→ **Dataset entries**
──────────

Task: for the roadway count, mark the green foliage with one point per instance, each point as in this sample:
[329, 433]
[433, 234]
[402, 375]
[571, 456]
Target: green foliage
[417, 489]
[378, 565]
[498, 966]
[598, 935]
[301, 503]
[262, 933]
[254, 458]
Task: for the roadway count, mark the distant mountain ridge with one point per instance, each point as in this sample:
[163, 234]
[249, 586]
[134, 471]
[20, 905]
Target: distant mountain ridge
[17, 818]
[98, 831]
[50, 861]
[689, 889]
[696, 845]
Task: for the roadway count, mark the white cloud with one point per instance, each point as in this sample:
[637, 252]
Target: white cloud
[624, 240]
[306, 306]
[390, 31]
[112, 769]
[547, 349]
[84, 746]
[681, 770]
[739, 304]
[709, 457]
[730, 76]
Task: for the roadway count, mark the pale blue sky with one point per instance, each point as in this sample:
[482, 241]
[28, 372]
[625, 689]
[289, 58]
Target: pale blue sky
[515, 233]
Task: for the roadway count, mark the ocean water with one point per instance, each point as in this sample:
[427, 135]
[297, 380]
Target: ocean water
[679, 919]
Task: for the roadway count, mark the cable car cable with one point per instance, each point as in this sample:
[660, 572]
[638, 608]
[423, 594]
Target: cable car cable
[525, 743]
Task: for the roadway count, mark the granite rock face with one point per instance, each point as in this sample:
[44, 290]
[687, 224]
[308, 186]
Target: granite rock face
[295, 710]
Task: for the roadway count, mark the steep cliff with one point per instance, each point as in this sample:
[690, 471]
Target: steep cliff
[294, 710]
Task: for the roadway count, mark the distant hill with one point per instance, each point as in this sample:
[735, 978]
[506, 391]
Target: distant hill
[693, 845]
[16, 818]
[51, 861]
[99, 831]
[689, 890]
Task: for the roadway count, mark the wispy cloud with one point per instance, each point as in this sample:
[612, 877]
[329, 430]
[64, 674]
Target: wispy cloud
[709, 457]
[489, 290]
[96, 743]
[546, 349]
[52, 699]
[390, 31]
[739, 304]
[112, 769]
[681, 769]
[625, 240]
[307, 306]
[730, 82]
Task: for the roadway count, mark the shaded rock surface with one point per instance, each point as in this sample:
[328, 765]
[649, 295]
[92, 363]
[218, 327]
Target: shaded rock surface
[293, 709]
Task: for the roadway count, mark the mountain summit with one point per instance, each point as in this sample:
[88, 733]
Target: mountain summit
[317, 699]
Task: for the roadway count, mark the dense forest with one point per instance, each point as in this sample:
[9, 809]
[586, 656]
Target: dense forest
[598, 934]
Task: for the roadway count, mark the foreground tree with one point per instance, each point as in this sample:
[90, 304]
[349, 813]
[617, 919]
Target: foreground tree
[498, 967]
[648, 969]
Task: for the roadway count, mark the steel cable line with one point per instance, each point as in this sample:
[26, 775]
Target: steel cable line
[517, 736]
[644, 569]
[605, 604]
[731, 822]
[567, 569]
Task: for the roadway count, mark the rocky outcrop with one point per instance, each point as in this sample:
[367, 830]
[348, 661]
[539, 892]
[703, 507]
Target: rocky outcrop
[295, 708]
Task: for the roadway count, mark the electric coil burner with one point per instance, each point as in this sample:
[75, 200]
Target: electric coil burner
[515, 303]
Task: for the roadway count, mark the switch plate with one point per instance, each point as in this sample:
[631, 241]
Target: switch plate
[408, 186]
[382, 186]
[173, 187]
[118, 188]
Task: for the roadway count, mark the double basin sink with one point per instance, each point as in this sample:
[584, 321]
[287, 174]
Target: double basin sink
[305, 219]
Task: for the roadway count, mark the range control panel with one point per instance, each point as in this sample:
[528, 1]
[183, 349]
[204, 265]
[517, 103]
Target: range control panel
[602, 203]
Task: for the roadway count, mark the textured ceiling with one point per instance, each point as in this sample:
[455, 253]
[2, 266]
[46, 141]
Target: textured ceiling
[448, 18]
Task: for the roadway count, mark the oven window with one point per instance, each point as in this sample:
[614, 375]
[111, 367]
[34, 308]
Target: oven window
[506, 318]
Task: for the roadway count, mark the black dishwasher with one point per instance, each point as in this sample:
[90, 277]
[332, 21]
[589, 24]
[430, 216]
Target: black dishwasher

──────────

→ **Your objective**
Among the records above, how many lines contain the word "black"? Answer with the number by itself.

→ **The answer**
2